CHALLENGE 1:
Copy the forum post's passage exactly, starting with "Here's a variation" and going on through "runif(M, 0, 360)".

DOCUMENT:

★ ★ ★ ★ ★ ★ ★

Postby gill1109 » Sat Sep 25, 2021 7:32 am

Here's a variation on Fred's code. I've added a fair coin toss on each trial which determines both for Alice and for Bob whether they use detector 1 or detector 2. This is closer to Joy's models with something like a spinorial spin-flip.

Code: Select all
set.seed(1234)
M <- 10000
theta <- runif(M, 0, 360)
beta1 <- 0.32
beta2 <- 0.938
phi <- 3
xi <- 0
s1 <- theta
s2 <- theta + 180
cosD <- function(x) cos(pi * x / 180)
sinD <- function(x) sin(pi * x / 180)
lambda1 <- beta1 * cos(theta/phi)^2
lambda2 <- beta2 * cos(theta/phi)^2
coins <- sample(c("H", "T"), M, replace = TRUE)

a <- 0
b <- 45
Aa1 <- ifelse(abs(cosD(a - s1)) > lambda1, sign(cosD(a - s1)), 0)
Aa2 <- ifelse(abs(cosD(a - s1)) < lambda2, sign(sinD(a - s1 + xi)), 0)
A <- ifelse(coins =="H", Aa1, Aa2)
Bb1 <- ifelse(abs(cosD(b - s2)) > lambda1, sign(cosD(b - s2)), 0)
Bb2 <- ifelse(abs(cosD(b - s2)) < lambda2, sign(sinD(b - s2 + xi)), 0)
B <- ifelse(coins =="H", Bb1, Bb2)
sum(A*B)/sum(A*B != 0)


a <- 0
b <- 135
Aa1 <- ifelse(abs(cosD(a - s1)) > lambda1, sign(cosD(a - s1)), 0)
Aa2 <- ifelse(abs(cosD(a - s1)) < lambda2, sign(sinD(a - s1 + xi)), 0)
A <- ifelse(coins =="H", Aa1, Aa2)
Bb1 <- ifelse(abs(cosD(b - s2)) > lambda1, sign(cosD(b - s2)), 0)
Bb2 <- ifelse(abs(cosD(b - s2)) < lambda2, sign(sinD(b - s2 + xi)), 0)
B <- ifelse(coins =="H", Bb1, Bb2)

★ ★ ★ ★ ★ ★ ★

RECORD EXTRACTS:
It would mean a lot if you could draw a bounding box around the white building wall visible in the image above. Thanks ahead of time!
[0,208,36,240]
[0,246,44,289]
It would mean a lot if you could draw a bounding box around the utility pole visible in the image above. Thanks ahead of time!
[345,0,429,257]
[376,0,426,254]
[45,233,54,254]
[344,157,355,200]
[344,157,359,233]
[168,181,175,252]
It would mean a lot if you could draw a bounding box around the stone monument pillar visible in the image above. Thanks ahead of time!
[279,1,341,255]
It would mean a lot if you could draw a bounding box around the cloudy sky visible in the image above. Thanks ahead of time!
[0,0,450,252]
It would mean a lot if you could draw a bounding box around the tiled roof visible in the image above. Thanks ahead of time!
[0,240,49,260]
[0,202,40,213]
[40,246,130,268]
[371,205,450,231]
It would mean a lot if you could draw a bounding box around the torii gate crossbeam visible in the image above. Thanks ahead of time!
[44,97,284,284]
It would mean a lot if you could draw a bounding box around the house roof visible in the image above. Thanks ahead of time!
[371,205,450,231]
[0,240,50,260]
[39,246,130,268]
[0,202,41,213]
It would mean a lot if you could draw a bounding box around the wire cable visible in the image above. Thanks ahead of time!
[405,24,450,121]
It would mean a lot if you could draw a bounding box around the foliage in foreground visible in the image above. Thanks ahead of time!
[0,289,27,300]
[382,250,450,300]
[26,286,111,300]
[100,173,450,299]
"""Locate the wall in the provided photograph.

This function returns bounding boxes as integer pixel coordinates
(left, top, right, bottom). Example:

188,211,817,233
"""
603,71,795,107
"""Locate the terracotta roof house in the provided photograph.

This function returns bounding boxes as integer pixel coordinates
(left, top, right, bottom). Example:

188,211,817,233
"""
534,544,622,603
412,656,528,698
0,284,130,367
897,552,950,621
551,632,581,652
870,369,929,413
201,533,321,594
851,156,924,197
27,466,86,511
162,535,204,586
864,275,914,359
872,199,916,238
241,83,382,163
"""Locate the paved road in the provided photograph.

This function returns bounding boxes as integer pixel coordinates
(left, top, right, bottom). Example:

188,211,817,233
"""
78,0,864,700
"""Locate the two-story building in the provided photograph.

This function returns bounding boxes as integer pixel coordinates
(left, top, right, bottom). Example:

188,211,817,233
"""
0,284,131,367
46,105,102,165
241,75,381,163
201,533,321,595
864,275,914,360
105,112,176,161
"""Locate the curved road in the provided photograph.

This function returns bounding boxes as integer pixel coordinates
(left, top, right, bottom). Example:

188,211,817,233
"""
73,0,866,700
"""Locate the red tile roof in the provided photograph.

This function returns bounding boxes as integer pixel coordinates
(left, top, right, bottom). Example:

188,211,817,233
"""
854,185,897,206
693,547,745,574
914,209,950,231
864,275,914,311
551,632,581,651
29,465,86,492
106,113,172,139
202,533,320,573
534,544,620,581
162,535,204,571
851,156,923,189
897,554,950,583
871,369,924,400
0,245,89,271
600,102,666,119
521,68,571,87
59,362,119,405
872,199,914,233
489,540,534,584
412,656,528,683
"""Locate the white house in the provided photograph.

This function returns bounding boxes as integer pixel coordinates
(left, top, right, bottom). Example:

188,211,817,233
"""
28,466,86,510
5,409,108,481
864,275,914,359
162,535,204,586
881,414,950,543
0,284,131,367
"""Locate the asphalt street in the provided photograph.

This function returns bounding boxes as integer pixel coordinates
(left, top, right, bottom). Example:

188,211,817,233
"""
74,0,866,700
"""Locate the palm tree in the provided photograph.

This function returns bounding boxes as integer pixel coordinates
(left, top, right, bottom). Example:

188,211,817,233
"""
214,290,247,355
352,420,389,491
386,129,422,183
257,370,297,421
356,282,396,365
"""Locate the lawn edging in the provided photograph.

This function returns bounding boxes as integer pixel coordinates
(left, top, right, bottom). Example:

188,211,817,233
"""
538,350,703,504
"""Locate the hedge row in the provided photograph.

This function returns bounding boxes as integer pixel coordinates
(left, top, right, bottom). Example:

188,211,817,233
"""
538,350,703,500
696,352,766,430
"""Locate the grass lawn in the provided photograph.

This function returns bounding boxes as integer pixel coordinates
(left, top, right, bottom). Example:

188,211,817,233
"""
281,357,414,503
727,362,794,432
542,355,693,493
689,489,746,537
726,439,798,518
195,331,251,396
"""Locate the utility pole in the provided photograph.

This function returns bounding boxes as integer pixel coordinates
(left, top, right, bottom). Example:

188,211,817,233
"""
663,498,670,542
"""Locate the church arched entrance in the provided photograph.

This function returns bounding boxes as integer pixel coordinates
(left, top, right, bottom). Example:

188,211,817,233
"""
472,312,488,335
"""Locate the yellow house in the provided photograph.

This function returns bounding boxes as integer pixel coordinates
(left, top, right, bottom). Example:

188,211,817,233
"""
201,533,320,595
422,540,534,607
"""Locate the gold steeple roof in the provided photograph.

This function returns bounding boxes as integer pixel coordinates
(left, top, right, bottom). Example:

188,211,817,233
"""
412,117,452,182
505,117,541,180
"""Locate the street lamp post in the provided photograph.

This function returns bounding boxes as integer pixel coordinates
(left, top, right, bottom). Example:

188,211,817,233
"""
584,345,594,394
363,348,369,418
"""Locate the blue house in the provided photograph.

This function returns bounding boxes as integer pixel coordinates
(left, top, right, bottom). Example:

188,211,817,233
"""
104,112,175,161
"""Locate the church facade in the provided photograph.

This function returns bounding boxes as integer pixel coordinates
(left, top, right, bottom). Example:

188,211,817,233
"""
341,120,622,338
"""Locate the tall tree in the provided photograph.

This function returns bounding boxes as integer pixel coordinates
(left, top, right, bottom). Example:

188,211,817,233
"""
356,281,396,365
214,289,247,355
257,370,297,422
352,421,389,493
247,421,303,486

★ ★ ★ ★ ★ ★ ★

CHALLENGE 2:
From the listing, repeat exactly the lines starting with the line with "white house in the provided photograph." and going on through the line with "195,331,251,396", both ends included.

WRITTEN REPLY 1:
Here's a variation on Fred's code. I've added a fair coin toss on each trial which determines both for Alice and for Bob whether they use detector 1 or detector 2. This is closer to Joy's models with something like a spinorial spin-flip.

Code: Select all
set.seed(1234)
M <- 10000
theta <- runif(M, 0, 360)

WRITTEN REPLY 2:
"""Locate the white house in the provided photograph.

This function returns bounding boxes as integer pixel coordinates
(left, top, right, bottom). Example:

188,211,817,233
"""
28,466,86,510
5,409,108,481
864,275,914,359
162,535,204,586
881,414,950,543
0,284,131,367
"""Locate the asphalt street in the provided photograph.

This function returns bounding boxes as integer pixel coordinates
(left, top, right, bottom). Example:

188,211,817,233
"""
74,0,866,700
"""Locate the palm tree in the provided photograph.

This function returns bounding boxes as integer pixel coordinates
(left, top, right, bottom). Example:

188,211,817,233
"""
214,290,247,355
352,420,389,491
386,129,422,183
257,370,297,421
356,282,396,365
"""Locate the lawn edging in the provided photograph.

This function returns bounding boxes as integer pixel coordinates
(left, top, right, bottom). Example:

188,211,817,233
"""
538,350,703,504
"""Locate the hedge row in the provided photograph.

This function returns bounding boxes as integer pixel coordinates
(left, top, right, bottom). Example:

188,211,817,233
"""
538,350,703,500
696,352,766,430
"""Locate the grass lawn in the provided photograph.

This function returns bounding boxes as integer pixel coordinates
(left, top, right, bottom). Example:

188,211,817,233
"""
281,357,414,503
727,362,794,432
542,355,693,493
689,489,746,537
726,439,798,518
195,331,251,396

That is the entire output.